-- Given text follows --
What makes that even more absurd in my books (apart from fostering an unhealthy academic culture) is that the purpose of a doctoral dissertation is essentially to show that you can do proper original research.

Getting a null result doesn't invalidate that in any way.

Exactly. In our area, the dissertation itself and defense were evaluated on the presentation of the research, not on the results, provided that they followed the proposed plan.

If you have a committee of experts who carefully evaluate a proposal and decide it's good, the results are as they are.

Broadening the discussion a bit, it seems one feature of science, as opposed to, say philosophy, is that the conclusions regarding a hypothesis are not knowable a priori. I think in contemporary academics there's some implicit idea that the quality of a researcher lies in their ability to identify hypotheses that are "correct", as opposed to simply following through with good but ultimately "incorrect" hypotheses. There's a bit of a roll of the dice involved with science; if there isn't, it's not science.
-- Given text concluded --
The task —
In the text on doctoral dissertations above, what were the dissertation and defense evaluated on in the writer's area?
-- Information supplied follows --
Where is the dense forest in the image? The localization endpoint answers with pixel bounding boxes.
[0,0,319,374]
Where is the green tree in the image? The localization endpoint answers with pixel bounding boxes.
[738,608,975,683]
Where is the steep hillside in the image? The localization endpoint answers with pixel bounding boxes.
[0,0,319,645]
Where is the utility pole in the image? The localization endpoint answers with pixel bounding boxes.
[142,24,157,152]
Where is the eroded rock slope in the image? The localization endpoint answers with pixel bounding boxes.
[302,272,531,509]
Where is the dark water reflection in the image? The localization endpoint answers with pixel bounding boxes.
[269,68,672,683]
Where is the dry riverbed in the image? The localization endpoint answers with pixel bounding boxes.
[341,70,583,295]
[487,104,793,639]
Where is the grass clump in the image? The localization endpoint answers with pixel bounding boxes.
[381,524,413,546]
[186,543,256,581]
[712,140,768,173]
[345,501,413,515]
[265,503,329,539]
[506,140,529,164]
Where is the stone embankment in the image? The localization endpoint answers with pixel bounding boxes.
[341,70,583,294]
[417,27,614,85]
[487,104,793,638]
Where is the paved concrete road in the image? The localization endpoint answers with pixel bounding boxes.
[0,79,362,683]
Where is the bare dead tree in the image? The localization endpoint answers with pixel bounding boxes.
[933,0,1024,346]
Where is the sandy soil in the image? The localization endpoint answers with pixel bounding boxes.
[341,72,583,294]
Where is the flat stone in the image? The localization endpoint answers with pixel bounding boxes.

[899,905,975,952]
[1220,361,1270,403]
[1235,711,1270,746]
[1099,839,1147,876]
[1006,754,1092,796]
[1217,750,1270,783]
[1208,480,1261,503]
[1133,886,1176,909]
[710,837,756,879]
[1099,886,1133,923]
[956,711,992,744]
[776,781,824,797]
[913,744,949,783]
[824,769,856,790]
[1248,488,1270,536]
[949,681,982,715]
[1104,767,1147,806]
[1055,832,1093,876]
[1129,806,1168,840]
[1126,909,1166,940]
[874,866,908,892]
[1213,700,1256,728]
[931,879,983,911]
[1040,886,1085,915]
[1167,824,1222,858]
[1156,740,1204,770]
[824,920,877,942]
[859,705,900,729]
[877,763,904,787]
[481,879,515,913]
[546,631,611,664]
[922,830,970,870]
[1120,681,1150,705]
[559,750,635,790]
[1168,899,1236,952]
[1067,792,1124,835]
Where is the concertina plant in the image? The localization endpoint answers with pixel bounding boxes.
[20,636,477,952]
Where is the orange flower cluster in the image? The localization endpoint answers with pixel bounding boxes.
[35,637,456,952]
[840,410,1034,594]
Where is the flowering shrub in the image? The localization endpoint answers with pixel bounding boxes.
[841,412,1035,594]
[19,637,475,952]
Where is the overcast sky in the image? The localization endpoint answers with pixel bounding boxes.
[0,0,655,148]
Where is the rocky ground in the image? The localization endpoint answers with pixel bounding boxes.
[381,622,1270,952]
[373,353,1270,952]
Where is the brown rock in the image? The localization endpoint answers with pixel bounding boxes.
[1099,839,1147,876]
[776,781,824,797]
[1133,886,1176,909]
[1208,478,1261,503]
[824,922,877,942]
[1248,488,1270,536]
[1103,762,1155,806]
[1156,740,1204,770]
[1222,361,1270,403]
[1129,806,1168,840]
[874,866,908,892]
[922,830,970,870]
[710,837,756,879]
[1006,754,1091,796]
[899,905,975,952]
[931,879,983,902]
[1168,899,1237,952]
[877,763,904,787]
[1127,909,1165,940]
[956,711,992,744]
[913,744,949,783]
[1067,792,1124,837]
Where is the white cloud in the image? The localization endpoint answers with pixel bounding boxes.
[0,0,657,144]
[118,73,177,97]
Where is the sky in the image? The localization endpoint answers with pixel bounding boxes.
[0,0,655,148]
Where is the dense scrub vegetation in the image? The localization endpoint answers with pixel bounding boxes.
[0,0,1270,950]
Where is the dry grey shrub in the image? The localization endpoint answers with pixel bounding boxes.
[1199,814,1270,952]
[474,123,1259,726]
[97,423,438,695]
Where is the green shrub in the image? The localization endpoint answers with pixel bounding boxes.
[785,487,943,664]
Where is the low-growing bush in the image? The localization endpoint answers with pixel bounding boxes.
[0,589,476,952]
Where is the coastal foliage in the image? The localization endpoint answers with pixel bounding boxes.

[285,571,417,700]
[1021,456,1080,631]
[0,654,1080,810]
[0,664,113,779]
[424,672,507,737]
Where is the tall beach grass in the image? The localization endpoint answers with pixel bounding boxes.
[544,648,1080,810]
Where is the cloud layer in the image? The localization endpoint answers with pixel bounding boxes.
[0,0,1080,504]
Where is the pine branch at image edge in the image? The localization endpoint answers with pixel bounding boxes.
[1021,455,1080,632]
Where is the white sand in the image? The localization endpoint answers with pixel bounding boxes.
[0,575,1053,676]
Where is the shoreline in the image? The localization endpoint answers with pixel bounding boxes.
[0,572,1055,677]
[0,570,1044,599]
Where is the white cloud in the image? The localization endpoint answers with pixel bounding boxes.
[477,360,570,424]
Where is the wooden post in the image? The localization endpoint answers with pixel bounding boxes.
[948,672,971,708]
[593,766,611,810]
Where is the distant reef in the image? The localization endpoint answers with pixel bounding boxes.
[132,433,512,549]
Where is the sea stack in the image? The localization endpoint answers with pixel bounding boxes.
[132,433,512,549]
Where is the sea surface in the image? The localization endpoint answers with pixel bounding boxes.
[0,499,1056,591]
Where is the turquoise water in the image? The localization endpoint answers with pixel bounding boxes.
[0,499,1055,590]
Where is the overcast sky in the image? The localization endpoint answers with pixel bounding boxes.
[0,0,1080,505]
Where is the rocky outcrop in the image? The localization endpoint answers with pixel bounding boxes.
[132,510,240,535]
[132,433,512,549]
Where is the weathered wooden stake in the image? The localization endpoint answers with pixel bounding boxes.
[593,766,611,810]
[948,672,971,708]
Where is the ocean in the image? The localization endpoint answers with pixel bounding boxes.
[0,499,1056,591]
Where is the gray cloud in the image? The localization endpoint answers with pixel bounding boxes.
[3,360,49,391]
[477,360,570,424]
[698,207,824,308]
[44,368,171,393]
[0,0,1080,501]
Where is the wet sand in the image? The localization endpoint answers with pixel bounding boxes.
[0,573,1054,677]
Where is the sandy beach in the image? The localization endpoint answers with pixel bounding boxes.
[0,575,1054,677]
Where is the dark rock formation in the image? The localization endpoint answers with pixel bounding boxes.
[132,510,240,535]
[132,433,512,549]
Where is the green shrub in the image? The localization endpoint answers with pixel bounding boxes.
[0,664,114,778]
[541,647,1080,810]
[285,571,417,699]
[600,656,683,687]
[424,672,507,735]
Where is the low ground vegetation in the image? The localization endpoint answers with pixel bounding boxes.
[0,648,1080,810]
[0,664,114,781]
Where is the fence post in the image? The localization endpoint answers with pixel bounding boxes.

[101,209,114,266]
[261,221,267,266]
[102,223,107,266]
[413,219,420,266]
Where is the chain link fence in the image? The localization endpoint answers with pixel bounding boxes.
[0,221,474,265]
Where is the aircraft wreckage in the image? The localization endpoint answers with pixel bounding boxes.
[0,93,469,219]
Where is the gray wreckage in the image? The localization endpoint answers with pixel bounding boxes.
-- Information supplied concluded --
Your response —
They were evaluated on the presentation of the research rather than on the results, provided they followed the proposed plan.